▶ _Exercise_: Whenever the string "pixel" turns up in a line below, that line should be copied.

*-*-*

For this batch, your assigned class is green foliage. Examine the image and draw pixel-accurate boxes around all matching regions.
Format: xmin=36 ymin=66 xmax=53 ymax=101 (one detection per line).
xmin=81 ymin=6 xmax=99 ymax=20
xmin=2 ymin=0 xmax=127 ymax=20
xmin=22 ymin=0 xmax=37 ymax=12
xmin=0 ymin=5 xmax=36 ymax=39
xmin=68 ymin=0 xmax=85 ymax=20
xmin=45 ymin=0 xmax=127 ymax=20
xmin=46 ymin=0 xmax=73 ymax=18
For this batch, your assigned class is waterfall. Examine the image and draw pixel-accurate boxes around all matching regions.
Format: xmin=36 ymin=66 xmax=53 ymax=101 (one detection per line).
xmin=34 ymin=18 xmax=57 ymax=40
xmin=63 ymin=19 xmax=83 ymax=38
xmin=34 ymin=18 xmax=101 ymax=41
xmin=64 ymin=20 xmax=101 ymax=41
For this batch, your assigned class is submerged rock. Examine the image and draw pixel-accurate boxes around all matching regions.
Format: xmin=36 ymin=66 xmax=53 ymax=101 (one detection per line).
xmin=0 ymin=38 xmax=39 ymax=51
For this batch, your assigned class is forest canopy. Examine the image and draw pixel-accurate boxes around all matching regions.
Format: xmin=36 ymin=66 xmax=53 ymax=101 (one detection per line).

*-*-*

▶ _Answer to the problem_:
For this batch, your assigned class is green foliage. Examine the image and draw pixel-accurate boxes around all matching regions.
For this batch, your assigned class is waterfall. Examine the image and draw pixel-accurate boxes around all matching regions.
For this batch, your assigned class is submerged rock. Examine the image and draw pixel-accurate boxes around all matching regions.
For this batch, your assigned class is forest canopy. Examine the image and draw pixel-accurate boxes around all matching regions.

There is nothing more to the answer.